Copy the following data word for word.
========================
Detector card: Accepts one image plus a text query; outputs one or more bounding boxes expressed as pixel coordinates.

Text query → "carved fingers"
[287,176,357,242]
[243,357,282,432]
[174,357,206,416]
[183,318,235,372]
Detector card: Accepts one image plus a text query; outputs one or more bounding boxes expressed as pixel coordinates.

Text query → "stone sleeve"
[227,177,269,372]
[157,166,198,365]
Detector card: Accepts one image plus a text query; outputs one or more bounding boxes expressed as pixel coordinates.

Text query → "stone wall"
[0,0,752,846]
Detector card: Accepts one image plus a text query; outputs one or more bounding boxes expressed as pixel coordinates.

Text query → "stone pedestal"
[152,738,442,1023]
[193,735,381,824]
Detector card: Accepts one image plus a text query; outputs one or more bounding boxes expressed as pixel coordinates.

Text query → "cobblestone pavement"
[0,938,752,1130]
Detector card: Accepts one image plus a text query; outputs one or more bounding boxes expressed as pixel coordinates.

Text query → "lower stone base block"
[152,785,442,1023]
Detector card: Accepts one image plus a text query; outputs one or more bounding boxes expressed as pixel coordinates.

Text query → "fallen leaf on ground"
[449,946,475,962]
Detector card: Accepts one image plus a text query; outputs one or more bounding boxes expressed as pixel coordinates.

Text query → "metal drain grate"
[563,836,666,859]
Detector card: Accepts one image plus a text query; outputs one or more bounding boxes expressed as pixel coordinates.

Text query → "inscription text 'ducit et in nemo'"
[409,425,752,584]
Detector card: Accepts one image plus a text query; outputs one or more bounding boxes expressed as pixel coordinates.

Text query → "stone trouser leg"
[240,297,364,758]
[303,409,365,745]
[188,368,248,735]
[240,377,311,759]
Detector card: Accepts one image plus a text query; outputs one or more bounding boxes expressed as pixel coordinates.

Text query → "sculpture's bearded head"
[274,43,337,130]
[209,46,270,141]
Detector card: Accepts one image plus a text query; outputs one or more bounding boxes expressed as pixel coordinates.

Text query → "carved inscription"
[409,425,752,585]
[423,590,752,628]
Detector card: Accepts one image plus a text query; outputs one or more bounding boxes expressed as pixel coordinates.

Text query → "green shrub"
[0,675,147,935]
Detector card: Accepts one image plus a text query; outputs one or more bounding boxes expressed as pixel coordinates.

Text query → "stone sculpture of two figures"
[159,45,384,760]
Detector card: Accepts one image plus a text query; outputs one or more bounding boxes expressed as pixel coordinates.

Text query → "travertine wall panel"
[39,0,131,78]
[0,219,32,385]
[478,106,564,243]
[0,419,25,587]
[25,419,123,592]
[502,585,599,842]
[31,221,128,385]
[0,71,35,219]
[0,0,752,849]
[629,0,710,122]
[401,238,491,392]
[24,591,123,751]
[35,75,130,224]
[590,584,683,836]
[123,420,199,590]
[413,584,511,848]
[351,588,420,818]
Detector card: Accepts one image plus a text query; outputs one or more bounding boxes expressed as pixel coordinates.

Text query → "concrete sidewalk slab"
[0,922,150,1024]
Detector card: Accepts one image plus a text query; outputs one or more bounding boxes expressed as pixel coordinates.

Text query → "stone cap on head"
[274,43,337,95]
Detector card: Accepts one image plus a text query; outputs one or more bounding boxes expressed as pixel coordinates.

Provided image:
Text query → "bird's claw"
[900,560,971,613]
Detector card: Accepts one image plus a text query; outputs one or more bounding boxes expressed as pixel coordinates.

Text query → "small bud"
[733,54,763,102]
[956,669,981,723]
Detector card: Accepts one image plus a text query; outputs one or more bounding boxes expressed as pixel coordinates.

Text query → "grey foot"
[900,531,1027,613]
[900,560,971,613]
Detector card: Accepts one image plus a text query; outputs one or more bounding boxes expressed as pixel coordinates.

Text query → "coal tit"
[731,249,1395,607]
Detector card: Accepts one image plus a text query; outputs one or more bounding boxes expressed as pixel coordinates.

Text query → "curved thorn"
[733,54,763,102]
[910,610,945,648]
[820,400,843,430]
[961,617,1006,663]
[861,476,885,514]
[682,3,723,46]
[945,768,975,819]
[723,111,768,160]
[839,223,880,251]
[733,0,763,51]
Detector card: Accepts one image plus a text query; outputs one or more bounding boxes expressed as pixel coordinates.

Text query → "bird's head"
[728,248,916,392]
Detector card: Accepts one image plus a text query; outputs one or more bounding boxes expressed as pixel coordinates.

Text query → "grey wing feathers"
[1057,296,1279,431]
========================
### Answer to this problem
Detector card: Accepts one image plus a text query; outputs one or more bounding boxes expressed as pixel coordinates.

Text query → "carved fingers"
[287,176,357,242]
[243,357,282,432]
[174,357,206,416]
[183,318,235,372]
Detector card: Accepts one image plus a text query; outputs one or more bounding boxes expressed as pixel coordinates.

Text query → "stone sleeve"
[227,177,269,372]
[157,166,198,365]
Detector card: Accepts one image plus a text query; outputs one or more bounding boxes expressed as pixel coordinates.

Text query → "stone wall"
[0,0,752,846]
Detector card: Accepts one image plus a text query; outputs one or more bounding boxes expressed as pixel coordinates.

Text query → "stone pedestal"
[152,738,442,1023]
[193,735,381,824]
Detector card: Accepts one image plus a text query; outputs one or more bounding boxes expressed as pixel coordinates.

Text query → "cobblestone pavement"
[0,938,752,1130]
Detector card: Accepts one image plus a text query; outputs one or more bounding boxes expressed as pixel coordinates.

Text query → "lower stone base block"
[152,785,442,1023]
Detector card: Accepts one image plus a text query; outputs one or more bounding boxes expressed as pixel coordinates.

Text query → "fallen leaf on ground"
[449,946,475,962]
Detector card: Accepts one image plus a text query; outputs one or more bounding boxes expressed as pixel coordinates.

Text query → "metal drain grate"
[563,836,666,859]
Detector card: Accepts one image plus a text query; outputs one or more bounding boxes expressed as pixel coordinates.

Text query → "inscription text 'ducit et in nemo'"
[409,425,752,584]
Detector card: Accepts one image plus a text query; outputs one or more bounding boxes expressed as pixel coordinates.

Text query → "stone trouser leg"
[240,297,364,758]
[303,409,365,745]
[188,368,248,735]
[240,377,311,759]
Detector card: Accepts one image plus a text query; outputs one or more bounding boxes expressed as pixel coordinates.

Text query → "sculpture's bearded head"
[274,43,337,130]
[209,46,270,141]
Detector card: Accepts one image plus a text query; outputs one or more bounding boxes expressed as pixel coordinates.

Text query → "carved inscription"
[409,425,752,585]
[423,590,752,628]
Detector card: Accepts one image plus a text query; outputs one or more bounding boxes expressed as pixel coordinates.

Text query → "green shrub"
[0,675,147,935]
Detector card: Accepts one image plus a text query; outputs one or more bounding boxes expressed as pixel coordinates.

Text query → "stone sculpture of two figures"
[159,45,384,760]
Detector card: Accepts one image plus a text query; outputs one or more bounding boxes expressed as pixel coordinates.

Text query → "travertine wall panel"
[39,0,131,78]
[0,219,32,385]
[478,106,564,243]
[0,419,25,587]
[25,419,123,592]
[502,585,599,842]
[31,221,128,385]
[0,71,35,219]
[0,0,752,849]
[629,0,710,122]
[401,238,491,392]
[24,591,123,751]
[35,75,130,224]
[590,584,683,836]
[123,420,199,590]
[413,584,511,848]
[351,588,420,818]
Detector card: Accepts one image plus a text query; outputs one or more bounding boxes expressed as pixel coordinates.

Text query → "concrete sidewalk slab"
[0,922,150,1024]
Detector card: Accepts one image plus a text query; outputs one or more bounding boxes expressed as pixel coordinates.

Text query → "stone cap on head"
[274,43,337,95]
Detector card: Accepts one image plus a text query; outputs one or more bounding boxes expressed as pixel coordinates.

Provided image:
Text query → "bird's claw"
[900,560,971,613]
Detector card: Accepts one image plus a text query; outputs one or more bounding boxes expressed as pixel coordinates.

Text query → "small bud"
[733,54,763,102]
[956,669,981,723]
Detector card: Accepts one image plus a text query; outputs one or more bounding boxes expressed as pixel coordinates.

Text query → "grey foot"
[900,531,1027,613]
[900,560,971,613]
Detector card: Accepts one image plus a text query; outputs one or more bounding boxes expressed as pixel coordinates.

Text query → "coal tit"
[731,249,1395,607]
Detector card: Accepts one image plus a text query; outputs one or more bounding boxes expressed as pixel coordinates.

Text query → "curved thorn"
[733,54,763,102]
[910,610,945,648]
[820,400,843,430]
[961,617,1006,663]
[861,476,885,514]
[682,3,723,46]
[945,768,975,819]
[723,111,768,160]
[839,223,880,251]
[733,0,763,51]
Detector card: Accepts one image plus a text query; outputs one or more bounding boxes expressed as pixel coordinates.

Text query → "bird's head"
[728,248,916,392]
Detector card: Accepts one image plus a text query; outputs one or more bounding boxes expressed as pixel coordinates.

Text query → "grey wing feathers"
[1057,296,1279,431]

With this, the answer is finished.